_Excerpted data_:
*** Begin section ***

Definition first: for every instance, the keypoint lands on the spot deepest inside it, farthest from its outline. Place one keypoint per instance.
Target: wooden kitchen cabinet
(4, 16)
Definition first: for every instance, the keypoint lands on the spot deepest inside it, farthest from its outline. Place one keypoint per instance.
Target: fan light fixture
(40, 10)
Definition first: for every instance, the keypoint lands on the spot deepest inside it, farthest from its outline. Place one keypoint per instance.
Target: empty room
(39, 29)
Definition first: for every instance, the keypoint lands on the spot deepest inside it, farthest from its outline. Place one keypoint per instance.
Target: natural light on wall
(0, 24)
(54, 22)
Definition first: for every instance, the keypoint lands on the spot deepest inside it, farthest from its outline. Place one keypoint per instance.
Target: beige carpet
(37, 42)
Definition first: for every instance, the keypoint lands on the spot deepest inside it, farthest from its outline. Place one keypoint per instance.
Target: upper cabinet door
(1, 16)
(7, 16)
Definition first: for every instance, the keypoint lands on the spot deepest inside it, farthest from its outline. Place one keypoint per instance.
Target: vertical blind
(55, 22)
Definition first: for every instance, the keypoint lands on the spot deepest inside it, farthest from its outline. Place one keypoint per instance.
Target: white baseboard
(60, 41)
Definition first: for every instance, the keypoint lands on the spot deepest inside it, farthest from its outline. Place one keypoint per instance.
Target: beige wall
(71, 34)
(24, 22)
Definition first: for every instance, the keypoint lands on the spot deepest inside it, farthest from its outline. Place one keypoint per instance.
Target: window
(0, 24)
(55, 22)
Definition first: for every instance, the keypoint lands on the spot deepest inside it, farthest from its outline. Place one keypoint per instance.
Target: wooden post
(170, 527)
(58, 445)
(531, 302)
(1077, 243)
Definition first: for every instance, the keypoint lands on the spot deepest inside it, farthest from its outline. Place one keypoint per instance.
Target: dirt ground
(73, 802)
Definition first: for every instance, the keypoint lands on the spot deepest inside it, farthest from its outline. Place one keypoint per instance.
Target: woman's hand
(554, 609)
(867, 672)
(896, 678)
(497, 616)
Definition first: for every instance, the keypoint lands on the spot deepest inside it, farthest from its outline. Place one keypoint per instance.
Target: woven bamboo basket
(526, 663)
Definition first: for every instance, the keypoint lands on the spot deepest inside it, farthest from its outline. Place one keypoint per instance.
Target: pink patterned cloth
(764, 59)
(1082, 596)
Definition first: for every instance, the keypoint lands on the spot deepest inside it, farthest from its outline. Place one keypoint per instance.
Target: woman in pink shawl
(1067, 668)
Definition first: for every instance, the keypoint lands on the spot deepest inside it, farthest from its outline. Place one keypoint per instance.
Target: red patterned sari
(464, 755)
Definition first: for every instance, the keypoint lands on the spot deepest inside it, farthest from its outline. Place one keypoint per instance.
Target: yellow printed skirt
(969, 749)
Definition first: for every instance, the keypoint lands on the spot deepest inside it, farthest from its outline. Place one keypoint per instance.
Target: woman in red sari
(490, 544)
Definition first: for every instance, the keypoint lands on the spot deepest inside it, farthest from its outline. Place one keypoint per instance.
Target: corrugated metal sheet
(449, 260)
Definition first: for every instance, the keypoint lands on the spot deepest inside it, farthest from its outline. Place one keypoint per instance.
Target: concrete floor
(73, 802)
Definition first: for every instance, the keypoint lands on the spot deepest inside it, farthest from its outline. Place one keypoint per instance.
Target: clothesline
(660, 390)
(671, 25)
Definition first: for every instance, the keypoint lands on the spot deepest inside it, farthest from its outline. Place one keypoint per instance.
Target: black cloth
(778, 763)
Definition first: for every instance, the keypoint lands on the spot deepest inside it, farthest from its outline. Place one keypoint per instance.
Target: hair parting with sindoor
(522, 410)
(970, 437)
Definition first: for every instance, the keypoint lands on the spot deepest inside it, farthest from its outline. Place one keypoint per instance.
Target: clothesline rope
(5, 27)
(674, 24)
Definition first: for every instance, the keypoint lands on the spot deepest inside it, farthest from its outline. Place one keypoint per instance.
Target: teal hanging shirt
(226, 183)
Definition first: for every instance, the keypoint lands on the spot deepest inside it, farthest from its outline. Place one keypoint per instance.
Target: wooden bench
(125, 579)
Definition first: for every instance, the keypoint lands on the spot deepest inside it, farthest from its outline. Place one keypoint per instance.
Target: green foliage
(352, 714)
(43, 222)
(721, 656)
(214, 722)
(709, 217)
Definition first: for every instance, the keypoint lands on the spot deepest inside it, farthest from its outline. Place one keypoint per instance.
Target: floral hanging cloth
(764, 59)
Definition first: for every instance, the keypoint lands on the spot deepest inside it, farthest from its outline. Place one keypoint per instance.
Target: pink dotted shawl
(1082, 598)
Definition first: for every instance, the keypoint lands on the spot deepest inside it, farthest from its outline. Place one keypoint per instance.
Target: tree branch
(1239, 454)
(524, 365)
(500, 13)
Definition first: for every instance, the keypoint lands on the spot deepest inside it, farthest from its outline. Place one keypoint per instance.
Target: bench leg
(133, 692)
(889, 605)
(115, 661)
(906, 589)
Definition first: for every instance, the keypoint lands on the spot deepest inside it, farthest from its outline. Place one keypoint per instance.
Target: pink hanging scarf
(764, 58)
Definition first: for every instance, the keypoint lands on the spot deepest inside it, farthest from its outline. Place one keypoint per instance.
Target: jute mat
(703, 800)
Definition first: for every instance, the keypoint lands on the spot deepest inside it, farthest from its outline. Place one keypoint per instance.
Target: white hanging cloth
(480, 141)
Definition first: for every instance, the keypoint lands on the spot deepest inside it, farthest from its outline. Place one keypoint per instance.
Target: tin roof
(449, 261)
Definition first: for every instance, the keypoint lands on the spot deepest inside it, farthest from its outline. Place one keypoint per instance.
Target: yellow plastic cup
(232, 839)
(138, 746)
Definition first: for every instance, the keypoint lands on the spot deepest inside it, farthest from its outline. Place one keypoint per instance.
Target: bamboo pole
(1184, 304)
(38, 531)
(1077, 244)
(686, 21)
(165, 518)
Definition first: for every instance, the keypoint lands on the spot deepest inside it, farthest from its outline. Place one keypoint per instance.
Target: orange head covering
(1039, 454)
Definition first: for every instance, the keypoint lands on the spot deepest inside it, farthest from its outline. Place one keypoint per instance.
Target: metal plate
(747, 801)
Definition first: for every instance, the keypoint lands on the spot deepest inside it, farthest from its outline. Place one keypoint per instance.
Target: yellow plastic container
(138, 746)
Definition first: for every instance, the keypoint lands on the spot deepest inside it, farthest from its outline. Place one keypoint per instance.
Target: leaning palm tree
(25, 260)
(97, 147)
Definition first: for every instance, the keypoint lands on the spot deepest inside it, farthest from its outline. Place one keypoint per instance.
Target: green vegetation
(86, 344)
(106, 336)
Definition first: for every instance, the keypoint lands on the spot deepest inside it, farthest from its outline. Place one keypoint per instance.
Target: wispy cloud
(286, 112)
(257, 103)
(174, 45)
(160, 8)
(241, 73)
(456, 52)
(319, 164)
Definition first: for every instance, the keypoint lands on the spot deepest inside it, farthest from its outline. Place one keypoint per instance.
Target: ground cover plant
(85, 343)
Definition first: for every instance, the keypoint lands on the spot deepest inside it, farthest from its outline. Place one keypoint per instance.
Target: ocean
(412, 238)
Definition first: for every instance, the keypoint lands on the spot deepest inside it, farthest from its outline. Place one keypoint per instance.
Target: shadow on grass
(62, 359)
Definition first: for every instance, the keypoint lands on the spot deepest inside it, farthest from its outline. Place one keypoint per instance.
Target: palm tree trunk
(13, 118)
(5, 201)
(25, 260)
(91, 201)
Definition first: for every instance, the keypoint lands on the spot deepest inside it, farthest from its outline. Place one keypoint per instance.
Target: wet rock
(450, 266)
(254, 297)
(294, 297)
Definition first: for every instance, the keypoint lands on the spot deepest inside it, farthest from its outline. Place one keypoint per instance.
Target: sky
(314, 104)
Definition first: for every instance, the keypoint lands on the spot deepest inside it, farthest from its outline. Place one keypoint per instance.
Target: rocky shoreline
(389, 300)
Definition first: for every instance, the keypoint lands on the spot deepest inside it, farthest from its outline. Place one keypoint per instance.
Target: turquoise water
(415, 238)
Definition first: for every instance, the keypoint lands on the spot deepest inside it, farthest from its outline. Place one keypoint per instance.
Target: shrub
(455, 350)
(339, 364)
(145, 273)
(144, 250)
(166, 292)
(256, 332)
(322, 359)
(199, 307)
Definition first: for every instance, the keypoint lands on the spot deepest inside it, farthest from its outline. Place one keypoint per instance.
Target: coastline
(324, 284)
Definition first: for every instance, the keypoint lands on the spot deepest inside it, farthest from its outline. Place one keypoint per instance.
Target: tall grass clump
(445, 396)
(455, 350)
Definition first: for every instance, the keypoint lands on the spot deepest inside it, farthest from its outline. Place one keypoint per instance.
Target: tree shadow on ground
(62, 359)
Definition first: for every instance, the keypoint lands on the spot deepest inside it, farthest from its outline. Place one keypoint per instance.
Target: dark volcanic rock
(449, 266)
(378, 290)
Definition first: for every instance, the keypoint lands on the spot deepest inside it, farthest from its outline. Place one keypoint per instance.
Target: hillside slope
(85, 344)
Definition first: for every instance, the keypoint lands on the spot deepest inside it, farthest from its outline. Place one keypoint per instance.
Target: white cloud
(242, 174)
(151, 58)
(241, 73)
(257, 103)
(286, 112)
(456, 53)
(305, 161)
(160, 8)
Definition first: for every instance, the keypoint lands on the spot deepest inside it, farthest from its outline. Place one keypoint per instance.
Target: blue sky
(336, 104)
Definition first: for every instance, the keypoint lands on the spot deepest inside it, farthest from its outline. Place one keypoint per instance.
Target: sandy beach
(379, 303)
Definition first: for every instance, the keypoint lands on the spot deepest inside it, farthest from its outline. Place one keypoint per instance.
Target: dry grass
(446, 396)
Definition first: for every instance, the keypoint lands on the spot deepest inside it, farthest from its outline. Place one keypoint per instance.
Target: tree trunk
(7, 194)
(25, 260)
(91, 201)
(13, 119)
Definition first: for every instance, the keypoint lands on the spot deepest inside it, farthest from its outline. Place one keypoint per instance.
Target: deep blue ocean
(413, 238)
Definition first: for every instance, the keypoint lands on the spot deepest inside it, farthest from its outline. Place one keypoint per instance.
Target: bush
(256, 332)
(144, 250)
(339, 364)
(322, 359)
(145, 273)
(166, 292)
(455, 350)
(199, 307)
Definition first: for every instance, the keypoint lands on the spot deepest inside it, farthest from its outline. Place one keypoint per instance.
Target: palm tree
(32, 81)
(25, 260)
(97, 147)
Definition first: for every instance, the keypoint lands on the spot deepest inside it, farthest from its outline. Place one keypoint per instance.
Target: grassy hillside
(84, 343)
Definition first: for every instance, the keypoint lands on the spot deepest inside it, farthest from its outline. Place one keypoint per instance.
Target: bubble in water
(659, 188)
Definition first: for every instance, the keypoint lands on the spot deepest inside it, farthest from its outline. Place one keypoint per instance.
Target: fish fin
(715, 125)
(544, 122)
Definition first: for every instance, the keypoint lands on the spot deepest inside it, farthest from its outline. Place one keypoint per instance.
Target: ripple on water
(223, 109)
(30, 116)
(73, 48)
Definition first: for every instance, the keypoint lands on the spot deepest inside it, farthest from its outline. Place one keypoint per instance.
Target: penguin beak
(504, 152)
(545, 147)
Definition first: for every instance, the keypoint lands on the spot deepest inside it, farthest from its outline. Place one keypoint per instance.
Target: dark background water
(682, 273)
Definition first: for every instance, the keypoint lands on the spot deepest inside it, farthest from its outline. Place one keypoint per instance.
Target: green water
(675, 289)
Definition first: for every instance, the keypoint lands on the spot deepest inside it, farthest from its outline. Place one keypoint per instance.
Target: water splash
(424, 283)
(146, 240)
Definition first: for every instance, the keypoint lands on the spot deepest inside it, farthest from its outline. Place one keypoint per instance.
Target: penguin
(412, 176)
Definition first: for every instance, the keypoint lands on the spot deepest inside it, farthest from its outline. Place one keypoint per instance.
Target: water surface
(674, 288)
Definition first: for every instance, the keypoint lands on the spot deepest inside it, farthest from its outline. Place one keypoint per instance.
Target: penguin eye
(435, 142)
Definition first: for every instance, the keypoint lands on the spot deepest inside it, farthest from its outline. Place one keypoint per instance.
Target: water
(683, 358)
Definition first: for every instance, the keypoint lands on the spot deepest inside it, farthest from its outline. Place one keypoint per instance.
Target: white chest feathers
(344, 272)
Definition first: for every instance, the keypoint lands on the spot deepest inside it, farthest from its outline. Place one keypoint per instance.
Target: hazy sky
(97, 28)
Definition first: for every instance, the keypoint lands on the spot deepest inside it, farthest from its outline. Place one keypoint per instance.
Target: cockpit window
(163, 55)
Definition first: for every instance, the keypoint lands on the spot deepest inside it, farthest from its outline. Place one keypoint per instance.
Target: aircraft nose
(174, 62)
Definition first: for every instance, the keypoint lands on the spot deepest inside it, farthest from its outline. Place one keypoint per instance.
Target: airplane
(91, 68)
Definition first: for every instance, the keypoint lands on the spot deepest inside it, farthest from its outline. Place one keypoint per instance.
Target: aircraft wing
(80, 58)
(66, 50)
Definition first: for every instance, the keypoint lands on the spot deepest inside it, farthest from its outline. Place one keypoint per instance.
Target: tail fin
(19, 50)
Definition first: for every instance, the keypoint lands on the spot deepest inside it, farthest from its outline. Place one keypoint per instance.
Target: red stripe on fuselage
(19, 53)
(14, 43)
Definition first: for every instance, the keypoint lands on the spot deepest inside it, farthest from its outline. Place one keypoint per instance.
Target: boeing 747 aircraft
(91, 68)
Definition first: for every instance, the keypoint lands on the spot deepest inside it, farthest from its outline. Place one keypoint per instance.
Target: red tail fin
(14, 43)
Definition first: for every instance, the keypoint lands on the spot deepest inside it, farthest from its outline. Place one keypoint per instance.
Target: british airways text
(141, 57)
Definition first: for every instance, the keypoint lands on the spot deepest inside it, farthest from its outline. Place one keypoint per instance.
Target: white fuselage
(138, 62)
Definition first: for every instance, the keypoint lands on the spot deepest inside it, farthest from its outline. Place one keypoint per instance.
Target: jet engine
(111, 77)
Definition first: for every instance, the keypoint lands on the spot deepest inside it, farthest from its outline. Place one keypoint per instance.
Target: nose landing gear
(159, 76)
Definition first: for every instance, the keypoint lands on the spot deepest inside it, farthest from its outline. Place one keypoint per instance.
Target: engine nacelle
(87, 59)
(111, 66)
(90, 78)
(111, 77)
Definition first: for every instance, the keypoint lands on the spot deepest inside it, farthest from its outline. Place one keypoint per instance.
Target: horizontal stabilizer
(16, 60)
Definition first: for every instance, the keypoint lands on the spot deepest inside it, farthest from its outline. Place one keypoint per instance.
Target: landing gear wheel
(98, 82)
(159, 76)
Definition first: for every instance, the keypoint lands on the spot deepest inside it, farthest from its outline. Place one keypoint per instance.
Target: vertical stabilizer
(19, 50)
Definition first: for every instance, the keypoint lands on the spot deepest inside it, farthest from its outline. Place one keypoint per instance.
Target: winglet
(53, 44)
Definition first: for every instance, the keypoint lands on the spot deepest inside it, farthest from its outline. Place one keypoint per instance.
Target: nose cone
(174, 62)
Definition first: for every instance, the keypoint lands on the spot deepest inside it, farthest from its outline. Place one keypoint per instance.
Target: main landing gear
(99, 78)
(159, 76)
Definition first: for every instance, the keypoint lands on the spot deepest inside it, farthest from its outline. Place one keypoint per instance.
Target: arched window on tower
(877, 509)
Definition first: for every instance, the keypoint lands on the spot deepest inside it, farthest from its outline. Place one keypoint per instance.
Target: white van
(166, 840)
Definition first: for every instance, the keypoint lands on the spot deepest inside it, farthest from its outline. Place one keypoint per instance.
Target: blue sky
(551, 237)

*** End section ***

_Task to complete_:
Set down exactly the lines that begin with the one containing "Target: horizontal stabilizer" and end with the last line above, and no others.

_Output below_:
Target: horizontal stabilizer
(16, 60)
Definition first: for every instance, the keypoint lands on the spot deepest inside it, farthest from its outline. Place one keypoint per instance.
Target: landing gear wheel
(98, 82)
(159, 76)
Definition first: for every instance, the keypoint lands on the spot deepest inside it, farthest from its outline. Place one keypoint per instance.
Target: vertical stabilizer
(19, 50)
Definition first: for every instance, the keypoint lands on the spot deepest inside it, farthest from its outline. Place one keypoint per instance.
Target: winglet
(53, 44)
Definition first: for every instance, the keypoint lands on the spot deepest inside it, farthest from its outline. Place one keypoint per instance.
Target: nose cone
(174, 62)
Definition first: for every instance, the keypoint lands on the spot deepest inside it, farthest from its outline. Place one keypoint per instance.
Target: main landing gear
(99, 78)
(159, 76)
Definition first: for every instance, the keypoint lands on the spot deepest inside it, farthest from its outline. Place one keypoint per instance.
Target: arched window on tower
(877, 509)
Definition first: for every instance, the keypoint lands on the spot deepest inside it, farthest from its outline. Place one keypoint per instance.
Target: white van
(166, 840)
Definition first: for every instance, the keypoint lands on the spot deepest inside it, farthest from its outline. Place one keypoint per instance.
Target: blue sky
(551, 237)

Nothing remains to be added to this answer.